▶ **WHAT IS BEING ASKED**:
Answer these questions from the dictionary entry for "diuretic":
(a) What does the adjective sense say a diuretic causes?
(b) In the noun examples, which two kinds of drugs are recommended for heart failure along with diuretics?
(c) Which Greek word meaning "urinate" does the origin section give?

▶ **SOURCE DOCUMENT**:
>>>
Definition of diuretic in English:

diuretic

adjective

  • (chiefly of drugs) causing increased passing of urine.

    • ‘It may be necessary to increase the diuretic dosage, decrease the beta-blocker dosage or discontinue the beta blocker.’
    • ‘You have to be brave, silly or very determined to go out shopping shortly after you've taken your daily dose of diuretic pills.’
    • ‘It supports natural diuretic action, but does not force water from the body like diuretic pills.’
    • ‘I can only take so many diuretic pills for the condition, and I'm on the maximum dose right now.’
    • ‘A diuretic drug such as thiazide, and a very low salt diet, can help to reduce the amount of urine being made by up to half.’

noun

  • A diuretic drug.

    • ‘ACE inhibitors may be a preferred second drug to add to diuretics if necessary to achieve blood pressure control.’
    • ‘Patients with atrial fibrillation also had more drug days for diuretics and for electrolytes.’
    • ‘The mean blood pressure readings were the same for the diuretics and the newer drugs.’
    • ‘There is also evidence that diuretics and bronchodilators may have a synergistic effect in improving lung mechanics.’
    • ‘Recommended drugs for heart failure include ACE inhibitors, beta blockers, and diuretics.’

Origin

Late Middle English from Old French diuretique, or via late Latin from Greek diourētikos, from diourein ‘urinate’, from dia ‘through’ + ouron ‘urine’.
<<<
▶ **SUPPLIED DATA**:
>>>
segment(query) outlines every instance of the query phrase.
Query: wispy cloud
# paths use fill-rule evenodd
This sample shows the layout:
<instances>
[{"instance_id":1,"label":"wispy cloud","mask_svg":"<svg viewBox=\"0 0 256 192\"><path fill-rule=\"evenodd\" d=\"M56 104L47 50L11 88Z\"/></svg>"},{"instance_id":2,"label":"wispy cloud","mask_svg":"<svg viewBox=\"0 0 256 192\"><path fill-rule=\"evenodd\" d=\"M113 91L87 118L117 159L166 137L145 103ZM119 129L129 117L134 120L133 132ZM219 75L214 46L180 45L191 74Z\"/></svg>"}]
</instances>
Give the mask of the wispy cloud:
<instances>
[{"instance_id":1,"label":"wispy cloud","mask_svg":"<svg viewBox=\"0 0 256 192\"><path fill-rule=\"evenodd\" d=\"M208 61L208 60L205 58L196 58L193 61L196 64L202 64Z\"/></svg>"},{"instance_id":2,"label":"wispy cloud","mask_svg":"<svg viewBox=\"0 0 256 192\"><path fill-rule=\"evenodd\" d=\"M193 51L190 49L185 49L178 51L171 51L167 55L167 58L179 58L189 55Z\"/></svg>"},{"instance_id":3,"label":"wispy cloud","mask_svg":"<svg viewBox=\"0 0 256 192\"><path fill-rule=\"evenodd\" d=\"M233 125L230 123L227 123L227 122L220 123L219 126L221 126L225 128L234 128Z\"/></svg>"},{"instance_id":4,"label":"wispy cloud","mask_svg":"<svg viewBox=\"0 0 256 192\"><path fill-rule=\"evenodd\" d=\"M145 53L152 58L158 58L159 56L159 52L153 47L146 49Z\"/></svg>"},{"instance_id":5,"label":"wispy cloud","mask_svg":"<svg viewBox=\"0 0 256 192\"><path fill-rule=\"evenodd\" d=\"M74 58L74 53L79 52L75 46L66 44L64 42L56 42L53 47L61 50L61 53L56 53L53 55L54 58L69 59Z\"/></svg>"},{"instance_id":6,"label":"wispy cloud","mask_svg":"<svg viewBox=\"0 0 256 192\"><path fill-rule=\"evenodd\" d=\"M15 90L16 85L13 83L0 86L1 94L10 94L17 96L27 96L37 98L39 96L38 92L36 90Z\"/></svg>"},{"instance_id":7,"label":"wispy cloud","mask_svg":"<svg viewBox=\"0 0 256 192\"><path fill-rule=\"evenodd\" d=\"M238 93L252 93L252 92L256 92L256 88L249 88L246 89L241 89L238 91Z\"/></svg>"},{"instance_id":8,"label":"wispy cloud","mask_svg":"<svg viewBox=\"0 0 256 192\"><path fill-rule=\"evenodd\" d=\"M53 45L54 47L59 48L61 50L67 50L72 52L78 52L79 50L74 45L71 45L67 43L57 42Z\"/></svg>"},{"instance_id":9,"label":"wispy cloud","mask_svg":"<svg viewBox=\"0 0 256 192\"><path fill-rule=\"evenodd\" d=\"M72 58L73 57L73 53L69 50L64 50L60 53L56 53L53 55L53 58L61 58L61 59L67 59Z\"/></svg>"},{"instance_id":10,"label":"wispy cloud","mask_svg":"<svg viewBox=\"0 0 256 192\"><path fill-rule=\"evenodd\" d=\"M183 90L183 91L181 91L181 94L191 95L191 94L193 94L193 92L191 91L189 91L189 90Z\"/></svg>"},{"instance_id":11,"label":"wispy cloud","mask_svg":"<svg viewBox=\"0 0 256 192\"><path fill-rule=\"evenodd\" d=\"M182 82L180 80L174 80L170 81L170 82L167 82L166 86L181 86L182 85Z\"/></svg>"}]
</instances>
<<<
▶ **RESPONSE TO THE TASK**:
(a) Increased passing of urine (said chiefly of drugs).
(b) ACE inhibitors and beta blockers.
(c) Diourein.